_Job_:
Please swap "Detect" for "Locate" in the stretch from the start of the lines below through the line containing "xmin=550 ymin=162 xmax=628 ymax=275", keeping everything else unchanged. Output only that stretch.

_Excerpted data_:
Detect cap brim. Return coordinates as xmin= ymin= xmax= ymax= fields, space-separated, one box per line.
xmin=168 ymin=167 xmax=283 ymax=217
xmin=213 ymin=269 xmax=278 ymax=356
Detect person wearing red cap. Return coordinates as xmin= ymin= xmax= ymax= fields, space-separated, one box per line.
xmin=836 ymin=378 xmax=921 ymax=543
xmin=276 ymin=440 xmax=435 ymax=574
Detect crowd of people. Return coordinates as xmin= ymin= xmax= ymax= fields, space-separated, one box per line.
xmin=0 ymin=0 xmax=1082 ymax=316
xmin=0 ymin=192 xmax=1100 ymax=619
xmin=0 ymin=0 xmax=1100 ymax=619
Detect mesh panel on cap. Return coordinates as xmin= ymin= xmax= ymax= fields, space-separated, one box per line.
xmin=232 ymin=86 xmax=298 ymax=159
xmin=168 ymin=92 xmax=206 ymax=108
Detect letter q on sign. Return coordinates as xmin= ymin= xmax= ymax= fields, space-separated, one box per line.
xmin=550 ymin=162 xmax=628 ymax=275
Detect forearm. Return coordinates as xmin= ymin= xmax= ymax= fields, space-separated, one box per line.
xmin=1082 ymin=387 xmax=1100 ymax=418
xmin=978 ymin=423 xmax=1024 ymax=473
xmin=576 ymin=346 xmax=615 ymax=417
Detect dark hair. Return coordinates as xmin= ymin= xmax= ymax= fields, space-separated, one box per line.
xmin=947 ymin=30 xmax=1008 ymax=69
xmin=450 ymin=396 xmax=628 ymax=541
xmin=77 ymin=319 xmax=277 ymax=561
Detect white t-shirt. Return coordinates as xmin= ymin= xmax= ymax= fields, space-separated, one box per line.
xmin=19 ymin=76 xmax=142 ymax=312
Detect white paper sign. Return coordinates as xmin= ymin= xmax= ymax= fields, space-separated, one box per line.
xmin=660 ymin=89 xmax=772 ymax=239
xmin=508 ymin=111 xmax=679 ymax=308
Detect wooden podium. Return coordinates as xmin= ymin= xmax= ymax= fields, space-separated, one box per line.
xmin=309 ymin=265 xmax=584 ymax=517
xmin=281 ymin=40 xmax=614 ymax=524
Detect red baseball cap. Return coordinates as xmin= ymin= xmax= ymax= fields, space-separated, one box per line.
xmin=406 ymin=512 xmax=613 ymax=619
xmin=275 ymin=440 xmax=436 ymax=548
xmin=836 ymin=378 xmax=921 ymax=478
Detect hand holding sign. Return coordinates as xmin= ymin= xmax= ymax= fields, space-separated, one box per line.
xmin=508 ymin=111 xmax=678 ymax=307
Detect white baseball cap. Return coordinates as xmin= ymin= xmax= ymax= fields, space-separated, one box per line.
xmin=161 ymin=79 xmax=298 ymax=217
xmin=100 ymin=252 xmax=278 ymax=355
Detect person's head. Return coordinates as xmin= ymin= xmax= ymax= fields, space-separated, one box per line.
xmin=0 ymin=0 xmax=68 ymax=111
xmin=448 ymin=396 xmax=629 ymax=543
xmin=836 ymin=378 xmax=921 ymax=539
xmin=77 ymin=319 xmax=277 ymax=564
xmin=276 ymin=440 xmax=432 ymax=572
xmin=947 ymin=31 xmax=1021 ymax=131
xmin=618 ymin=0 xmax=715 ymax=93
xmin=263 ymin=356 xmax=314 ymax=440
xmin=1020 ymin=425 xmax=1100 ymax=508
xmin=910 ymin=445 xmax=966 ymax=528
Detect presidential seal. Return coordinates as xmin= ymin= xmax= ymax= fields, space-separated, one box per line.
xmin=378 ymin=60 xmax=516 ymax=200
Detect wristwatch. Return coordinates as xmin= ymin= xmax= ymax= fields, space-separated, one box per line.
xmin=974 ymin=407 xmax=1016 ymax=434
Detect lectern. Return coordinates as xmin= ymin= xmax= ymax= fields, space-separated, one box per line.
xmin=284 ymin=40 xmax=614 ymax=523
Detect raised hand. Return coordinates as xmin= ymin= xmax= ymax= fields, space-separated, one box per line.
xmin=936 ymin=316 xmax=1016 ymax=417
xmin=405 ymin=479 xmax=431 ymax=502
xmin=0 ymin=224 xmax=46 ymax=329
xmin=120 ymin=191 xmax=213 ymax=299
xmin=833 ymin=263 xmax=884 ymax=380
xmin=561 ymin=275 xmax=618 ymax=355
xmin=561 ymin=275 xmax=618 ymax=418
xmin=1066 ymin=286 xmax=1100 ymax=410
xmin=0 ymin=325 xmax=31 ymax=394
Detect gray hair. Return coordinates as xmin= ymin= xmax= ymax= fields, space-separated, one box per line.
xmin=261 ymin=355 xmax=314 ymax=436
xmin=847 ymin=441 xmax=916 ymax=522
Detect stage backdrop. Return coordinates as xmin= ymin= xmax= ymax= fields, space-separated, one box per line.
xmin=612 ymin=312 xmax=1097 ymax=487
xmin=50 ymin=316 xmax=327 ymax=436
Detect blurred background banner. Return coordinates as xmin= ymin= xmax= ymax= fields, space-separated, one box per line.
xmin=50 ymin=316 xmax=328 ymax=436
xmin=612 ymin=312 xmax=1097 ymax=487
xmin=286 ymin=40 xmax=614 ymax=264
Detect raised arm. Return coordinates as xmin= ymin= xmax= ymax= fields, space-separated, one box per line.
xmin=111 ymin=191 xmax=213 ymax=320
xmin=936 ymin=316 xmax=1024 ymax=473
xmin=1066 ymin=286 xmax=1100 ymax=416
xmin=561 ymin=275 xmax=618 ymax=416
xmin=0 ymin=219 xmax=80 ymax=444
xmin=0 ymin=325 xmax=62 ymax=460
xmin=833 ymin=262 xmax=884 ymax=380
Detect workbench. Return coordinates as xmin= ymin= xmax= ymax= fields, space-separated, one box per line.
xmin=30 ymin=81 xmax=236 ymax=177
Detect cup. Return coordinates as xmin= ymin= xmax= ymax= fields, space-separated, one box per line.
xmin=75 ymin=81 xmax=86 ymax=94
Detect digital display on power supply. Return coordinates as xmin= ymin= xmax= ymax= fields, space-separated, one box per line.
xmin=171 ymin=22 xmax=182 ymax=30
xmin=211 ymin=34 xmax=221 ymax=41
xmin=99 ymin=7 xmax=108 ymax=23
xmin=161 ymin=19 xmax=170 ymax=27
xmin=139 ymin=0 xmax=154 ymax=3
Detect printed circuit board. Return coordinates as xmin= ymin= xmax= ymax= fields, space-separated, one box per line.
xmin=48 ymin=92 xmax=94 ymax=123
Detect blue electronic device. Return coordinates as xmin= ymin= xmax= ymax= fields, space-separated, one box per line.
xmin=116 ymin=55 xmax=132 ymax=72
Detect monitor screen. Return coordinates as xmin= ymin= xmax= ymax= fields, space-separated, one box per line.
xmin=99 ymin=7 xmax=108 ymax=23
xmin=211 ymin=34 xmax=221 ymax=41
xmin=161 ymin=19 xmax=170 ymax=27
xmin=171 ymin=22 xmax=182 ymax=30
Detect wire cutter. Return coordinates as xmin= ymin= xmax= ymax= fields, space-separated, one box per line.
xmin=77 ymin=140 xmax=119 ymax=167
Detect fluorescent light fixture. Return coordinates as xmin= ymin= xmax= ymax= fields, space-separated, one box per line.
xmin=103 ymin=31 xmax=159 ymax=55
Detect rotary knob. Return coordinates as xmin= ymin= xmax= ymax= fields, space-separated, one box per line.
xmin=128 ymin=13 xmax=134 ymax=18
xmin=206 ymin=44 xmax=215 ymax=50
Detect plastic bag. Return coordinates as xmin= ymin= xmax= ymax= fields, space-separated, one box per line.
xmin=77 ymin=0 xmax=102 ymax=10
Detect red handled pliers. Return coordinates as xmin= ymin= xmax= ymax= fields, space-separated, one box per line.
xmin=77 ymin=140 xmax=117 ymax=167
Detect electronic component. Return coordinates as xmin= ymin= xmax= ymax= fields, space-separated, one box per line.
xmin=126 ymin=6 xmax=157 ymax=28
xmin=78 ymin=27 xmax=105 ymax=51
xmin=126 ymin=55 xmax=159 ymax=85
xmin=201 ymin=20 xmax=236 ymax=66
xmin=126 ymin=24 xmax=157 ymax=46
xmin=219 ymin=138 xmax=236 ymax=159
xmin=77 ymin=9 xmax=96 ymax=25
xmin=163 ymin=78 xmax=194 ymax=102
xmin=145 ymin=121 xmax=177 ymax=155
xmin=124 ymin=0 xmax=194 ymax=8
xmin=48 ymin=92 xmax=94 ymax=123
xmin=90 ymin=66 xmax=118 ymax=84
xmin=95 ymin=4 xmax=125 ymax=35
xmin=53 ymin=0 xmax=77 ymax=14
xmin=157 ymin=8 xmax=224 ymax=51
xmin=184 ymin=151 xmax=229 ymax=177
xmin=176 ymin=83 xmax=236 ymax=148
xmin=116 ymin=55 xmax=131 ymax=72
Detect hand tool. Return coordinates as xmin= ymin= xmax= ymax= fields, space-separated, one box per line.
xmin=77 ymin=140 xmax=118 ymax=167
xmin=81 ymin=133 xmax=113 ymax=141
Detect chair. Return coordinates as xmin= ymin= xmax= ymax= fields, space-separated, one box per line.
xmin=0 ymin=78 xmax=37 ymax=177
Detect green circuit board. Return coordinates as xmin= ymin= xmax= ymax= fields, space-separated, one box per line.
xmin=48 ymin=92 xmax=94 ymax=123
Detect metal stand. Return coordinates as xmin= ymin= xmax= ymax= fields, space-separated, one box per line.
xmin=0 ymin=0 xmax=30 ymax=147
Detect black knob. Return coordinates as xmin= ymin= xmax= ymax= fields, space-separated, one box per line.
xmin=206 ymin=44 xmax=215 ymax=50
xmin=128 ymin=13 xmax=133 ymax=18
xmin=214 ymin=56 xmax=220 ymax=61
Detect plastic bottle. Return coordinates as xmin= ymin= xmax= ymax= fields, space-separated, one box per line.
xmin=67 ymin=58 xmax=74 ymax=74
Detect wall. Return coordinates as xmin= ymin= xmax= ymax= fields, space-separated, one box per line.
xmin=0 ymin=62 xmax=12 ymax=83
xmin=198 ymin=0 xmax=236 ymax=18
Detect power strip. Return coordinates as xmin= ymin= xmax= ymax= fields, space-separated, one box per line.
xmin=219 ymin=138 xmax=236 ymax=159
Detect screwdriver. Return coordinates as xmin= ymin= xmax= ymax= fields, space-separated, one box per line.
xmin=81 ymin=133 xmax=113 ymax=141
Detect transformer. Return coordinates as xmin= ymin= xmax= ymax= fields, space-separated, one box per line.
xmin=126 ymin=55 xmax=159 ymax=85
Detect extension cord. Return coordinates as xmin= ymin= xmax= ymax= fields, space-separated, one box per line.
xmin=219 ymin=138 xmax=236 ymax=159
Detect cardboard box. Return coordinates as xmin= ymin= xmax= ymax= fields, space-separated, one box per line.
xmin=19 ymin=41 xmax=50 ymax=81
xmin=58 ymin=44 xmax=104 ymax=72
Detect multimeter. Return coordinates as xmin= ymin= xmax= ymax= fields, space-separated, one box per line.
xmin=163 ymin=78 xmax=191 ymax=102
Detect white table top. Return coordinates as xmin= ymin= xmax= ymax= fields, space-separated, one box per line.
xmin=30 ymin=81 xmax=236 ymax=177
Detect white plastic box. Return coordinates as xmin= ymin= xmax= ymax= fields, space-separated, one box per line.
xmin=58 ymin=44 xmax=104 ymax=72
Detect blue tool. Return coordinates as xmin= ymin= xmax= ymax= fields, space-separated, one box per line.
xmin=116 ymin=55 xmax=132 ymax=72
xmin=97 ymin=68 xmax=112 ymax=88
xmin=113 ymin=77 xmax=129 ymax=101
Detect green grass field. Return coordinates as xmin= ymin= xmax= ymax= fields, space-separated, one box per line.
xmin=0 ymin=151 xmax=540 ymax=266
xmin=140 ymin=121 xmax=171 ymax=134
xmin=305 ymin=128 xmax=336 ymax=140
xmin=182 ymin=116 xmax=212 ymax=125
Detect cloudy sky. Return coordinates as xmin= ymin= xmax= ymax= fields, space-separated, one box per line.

_Task result_:
Locate cap brim. Return coordinates as xmin= ymin= xmax= ymax= fields, space-separated, one box per line.
xmin=168 ymin=167 xmax=283 ymax=217
xmin=213 ymin=269 xmax=278 ymax=356
Locate person wearing red cap. Return coordinates as xmin= ymin= xmax= ymax= fields, space-separated, one box per line.
xmin=836 ymin=378 xmax=921 ymax=543
xmin=276 ymin=440 xmax=435 ymax=574
Locate crowd of people. Return coordinates as xmin= ymin= xmax= ymax= fields, space-separated, one box per line.
xmin=0 ymin=0 xmax=1082 ymax=316
xmin=0 ymin=192 xmax=1100 ymax=619
xmin=0 ymin=0 xmax=1100 ymax=619
Locate mesh panel on cap. Return coordinates as xmin= ymin= xmax= ymax= fields, space-separated, one box per line.
xmin=232 ymin=86 xmax=298 ymax=159
xmin=168 ymin=92 xmax=206 ymax=108
Locate letter q on sign. Return coordinates as xmin= ymin= xmax= ymax= fields, space-separated, one box per line.
xmin=550 ymin=162 xmax=628 ymax=275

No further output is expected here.